----- Records shown
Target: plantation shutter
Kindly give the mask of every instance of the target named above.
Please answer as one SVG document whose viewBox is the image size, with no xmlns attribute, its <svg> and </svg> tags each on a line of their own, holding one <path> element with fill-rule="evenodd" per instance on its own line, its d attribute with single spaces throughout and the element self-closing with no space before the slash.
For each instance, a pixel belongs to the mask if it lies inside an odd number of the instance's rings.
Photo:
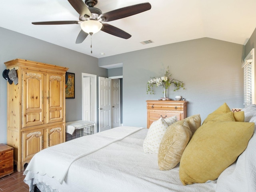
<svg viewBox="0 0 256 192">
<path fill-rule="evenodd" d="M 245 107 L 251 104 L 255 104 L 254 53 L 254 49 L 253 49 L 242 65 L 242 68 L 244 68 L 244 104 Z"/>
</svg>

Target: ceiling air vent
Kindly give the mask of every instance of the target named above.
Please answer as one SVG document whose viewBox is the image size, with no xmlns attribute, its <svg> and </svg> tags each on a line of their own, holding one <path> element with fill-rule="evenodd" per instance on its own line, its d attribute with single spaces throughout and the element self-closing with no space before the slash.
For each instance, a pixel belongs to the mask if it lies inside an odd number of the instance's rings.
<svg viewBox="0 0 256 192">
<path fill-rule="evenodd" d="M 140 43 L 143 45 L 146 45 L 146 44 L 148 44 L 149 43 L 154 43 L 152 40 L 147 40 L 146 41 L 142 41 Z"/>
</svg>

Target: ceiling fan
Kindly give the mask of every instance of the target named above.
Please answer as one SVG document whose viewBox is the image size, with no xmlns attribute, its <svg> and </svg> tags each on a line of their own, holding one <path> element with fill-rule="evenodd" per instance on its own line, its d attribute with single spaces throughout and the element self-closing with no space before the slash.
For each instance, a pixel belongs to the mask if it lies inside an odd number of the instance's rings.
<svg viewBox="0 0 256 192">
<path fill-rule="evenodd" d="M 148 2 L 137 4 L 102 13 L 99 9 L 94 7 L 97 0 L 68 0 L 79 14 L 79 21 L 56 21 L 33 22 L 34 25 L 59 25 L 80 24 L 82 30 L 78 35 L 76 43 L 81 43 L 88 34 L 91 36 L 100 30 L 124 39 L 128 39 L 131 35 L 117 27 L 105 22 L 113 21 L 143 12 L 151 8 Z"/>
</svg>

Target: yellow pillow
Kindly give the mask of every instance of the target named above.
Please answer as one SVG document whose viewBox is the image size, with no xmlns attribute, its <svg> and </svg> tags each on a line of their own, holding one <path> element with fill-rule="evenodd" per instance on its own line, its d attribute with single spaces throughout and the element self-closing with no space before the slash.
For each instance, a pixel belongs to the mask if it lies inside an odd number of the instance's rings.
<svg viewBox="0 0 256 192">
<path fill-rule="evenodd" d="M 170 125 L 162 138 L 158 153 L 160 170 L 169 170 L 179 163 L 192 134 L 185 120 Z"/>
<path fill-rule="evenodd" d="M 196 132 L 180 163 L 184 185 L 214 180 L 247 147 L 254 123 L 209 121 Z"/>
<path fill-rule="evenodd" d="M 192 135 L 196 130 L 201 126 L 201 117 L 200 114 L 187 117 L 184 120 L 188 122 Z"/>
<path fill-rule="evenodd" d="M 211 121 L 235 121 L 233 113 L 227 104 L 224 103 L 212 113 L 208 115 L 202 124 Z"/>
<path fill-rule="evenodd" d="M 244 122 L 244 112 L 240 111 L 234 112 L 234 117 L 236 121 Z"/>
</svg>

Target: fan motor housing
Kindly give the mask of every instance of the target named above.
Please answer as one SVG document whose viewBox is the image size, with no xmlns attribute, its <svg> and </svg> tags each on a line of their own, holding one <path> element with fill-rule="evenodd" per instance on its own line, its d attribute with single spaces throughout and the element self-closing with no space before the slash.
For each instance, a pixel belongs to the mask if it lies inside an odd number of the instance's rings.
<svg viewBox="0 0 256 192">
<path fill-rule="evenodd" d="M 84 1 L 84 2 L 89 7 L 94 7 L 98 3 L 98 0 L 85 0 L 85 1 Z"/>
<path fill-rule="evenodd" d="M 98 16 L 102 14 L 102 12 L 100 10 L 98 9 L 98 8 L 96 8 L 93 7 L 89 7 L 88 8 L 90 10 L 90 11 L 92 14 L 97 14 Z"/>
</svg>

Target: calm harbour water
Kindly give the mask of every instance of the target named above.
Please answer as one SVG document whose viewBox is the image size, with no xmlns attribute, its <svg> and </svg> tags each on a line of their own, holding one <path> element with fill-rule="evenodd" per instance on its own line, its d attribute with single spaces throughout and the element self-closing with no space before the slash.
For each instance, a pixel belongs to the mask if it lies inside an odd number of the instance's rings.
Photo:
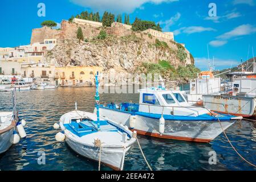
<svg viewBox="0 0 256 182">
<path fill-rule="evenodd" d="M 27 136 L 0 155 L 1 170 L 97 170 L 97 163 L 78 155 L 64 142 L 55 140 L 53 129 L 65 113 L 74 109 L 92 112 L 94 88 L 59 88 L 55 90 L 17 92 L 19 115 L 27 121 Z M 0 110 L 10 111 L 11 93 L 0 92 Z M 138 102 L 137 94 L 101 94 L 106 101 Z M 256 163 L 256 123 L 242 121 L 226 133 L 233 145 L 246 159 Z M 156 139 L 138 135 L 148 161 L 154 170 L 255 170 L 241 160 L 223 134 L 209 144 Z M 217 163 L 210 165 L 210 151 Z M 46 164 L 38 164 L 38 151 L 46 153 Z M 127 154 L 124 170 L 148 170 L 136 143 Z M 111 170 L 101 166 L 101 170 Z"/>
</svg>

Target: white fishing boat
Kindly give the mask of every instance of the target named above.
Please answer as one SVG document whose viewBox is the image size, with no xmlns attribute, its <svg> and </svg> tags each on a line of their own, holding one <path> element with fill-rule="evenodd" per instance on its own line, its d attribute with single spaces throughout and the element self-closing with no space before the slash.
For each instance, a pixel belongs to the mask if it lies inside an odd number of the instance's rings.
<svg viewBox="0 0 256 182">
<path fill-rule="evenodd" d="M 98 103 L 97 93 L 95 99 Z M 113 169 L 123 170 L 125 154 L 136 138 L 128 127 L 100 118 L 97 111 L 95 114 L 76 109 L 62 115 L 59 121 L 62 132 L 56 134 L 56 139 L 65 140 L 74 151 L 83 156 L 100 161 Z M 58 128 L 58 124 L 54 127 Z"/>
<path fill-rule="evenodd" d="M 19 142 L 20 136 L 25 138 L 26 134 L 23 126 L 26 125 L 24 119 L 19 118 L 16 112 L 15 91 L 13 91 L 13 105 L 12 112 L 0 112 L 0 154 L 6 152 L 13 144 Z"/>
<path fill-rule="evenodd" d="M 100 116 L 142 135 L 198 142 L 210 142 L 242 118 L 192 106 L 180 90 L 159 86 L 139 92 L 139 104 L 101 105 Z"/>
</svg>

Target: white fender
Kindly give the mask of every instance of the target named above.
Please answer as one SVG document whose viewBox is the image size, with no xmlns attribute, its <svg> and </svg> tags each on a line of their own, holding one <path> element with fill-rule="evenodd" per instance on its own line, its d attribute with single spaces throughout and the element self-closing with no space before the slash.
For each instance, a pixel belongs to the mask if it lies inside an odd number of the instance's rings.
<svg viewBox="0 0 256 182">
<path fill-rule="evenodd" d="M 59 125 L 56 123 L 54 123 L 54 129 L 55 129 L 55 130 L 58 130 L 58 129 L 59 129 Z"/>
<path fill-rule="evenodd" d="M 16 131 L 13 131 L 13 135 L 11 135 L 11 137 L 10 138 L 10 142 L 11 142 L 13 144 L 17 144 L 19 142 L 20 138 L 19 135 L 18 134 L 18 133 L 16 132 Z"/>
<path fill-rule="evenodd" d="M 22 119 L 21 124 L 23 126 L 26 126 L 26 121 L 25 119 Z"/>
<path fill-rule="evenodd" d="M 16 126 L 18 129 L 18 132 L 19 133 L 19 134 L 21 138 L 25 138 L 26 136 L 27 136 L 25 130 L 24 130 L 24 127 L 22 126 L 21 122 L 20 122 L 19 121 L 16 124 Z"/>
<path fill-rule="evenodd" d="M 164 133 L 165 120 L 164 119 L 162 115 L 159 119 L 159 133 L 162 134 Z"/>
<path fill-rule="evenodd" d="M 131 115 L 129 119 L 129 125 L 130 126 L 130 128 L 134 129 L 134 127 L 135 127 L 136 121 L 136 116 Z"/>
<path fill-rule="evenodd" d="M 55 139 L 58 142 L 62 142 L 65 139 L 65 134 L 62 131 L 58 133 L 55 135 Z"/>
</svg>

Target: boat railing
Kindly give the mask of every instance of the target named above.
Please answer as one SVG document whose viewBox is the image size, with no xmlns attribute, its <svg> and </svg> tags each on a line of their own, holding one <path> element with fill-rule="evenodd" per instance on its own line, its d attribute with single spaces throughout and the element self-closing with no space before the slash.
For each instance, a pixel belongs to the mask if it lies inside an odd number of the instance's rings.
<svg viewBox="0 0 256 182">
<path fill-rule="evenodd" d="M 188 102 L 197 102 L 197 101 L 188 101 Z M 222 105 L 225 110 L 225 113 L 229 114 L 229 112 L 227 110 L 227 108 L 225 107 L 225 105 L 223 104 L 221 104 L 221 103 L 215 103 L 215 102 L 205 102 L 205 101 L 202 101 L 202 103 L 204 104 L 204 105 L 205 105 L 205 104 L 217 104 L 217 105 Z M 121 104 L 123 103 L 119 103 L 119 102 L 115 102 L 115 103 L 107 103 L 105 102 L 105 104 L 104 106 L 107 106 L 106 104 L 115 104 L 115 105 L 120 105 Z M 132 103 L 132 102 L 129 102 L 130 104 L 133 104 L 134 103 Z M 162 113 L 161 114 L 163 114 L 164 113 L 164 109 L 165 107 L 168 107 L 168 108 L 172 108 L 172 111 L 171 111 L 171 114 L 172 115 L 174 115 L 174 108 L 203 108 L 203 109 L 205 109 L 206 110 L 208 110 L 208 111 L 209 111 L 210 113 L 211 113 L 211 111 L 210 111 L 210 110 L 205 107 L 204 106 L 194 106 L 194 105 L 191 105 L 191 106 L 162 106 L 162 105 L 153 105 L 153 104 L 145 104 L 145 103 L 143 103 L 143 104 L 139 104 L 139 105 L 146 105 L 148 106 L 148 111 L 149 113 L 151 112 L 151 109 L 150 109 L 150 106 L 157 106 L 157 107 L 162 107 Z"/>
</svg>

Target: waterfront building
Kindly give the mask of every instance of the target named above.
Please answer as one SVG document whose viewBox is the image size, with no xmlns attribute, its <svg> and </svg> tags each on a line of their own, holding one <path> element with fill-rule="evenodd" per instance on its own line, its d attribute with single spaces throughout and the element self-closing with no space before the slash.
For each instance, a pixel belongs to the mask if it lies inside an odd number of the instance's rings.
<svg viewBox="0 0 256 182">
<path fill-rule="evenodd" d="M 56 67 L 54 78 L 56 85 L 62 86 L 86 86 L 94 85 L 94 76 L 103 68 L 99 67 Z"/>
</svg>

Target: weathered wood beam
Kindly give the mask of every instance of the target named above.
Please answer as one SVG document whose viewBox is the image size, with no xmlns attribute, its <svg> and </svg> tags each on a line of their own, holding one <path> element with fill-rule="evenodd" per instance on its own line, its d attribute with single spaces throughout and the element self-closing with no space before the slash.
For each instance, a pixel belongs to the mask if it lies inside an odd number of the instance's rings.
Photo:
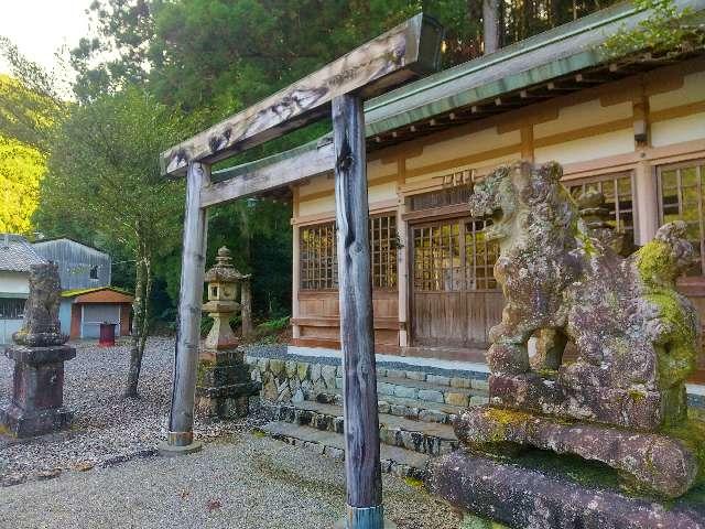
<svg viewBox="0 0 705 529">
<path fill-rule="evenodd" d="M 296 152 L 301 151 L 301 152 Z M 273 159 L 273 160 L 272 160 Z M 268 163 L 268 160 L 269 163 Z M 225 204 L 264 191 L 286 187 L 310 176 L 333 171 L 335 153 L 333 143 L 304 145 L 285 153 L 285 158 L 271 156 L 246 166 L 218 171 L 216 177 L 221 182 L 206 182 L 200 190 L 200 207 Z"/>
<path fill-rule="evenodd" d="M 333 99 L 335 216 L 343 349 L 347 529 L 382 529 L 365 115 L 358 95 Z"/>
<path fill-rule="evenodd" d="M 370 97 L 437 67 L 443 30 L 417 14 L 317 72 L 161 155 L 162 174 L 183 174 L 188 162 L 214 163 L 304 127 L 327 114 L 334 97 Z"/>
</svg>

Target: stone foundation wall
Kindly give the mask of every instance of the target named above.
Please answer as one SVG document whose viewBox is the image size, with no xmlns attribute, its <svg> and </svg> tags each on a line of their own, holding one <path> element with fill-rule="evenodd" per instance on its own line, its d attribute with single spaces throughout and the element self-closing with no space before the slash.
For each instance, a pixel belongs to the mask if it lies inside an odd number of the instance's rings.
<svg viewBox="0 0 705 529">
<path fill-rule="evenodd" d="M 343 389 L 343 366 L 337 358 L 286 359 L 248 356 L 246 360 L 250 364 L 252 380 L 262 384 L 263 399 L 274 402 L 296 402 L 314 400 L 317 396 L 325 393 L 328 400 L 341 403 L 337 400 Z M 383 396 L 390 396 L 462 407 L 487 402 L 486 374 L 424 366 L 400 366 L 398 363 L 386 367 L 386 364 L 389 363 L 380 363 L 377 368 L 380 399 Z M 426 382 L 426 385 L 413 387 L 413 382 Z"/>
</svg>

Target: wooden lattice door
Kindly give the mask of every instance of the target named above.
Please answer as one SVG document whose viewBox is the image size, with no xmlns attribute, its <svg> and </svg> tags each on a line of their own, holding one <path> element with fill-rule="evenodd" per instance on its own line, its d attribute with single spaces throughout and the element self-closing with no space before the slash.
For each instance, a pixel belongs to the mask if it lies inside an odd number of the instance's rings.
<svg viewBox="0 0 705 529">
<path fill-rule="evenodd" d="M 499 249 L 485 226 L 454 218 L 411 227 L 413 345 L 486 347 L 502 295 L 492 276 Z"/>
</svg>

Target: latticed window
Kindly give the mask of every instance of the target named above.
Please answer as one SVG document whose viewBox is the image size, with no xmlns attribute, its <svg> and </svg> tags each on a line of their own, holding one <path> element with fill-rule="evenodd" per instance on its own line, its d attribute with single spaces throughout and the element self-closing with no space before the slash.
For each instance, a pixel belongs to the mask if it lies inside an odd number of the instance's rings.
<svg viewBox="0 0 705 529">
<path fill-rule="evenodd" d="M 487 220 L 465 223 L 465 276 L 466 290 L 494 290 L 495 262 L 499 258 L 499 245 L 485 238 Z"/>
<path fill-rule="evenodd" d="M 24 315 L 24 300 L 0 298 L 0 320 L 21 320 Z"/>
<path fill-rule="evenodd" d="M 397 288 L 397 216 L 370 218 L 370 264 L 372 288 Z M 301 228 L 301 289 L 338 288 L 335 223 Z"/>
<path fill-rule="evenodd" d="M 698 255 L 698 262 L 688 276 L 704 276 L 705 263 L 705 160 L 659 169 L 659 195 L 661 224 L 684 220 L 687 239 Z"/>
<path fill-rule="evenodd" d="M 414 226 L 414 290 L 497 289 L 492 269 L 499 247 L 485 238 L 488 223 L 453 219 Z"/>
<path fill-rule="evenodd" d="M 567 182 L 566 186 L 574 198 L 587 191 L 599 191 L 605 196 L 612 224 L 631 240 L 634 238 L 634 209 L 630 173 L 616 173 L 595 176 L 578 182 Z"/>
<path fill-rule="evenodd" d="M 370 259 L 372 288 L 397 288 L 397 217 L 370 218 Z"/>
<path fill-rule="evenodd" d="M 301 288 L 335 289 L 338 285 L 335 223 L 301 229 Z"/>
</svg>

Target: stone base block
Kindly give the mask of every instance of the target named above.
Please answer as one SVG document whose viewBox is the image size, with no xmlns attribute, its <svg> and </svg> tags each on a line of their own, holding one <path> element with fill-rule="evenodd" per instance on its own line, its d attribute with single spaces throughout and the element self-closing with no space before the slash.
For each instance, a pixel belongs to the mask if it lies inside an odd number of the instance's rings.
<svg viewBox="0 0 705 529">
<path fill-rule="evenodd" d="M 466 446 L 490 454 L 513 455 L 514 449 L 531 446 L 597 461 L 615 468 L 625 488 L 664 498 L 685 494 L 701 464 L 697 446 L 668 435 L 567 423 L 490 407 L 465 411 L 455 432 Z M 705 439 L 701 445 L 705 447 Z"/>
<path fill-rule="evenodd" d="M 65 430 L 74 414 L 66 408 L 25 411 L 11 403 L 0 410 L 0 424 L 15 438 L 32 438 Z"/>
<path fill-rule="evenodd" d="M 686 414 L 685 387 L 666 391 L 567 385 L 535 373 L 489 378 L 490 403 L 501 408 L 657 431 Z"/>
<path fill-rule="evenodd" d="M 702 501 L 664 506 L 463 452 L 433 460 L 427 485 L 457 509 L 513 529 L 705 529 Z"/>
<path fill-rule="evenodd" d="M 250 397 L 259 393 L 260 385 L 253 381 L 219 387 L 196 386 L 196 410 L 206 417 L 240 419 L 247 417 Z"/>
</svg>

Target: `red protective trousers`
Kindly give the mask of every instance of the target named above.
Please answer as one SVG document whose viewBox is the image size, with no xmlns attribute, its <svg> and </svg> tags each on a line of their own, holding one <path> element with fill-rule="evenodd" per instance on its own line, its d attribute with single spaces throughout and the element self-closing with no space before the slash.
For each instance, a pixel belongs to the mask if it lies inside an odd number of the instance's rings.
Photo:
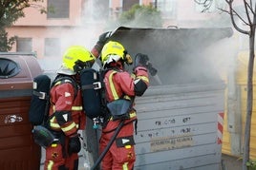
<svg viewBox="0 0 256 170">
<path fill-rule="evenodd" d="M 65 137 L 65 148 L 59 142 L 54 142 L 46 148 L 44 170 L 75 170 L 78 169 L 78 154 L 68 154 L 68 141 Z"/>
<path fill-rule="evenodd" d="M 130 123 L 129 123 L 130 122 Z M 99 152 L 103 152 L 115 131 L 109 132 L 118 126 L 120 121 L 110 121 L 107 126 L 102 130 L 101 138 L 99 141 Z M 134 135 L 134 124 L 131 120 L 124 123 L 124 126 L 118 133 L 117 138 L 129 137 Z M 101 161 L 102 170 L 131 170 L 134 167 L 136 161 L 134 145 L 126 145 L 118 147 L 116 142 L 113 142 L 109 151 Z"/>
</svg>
----------
• _Written request_: Pick out every line in the items above that contains the string "boat", and copy each of those lines in full.

• _Exercise solution_:
Target: white fishing boat
Target: boat railing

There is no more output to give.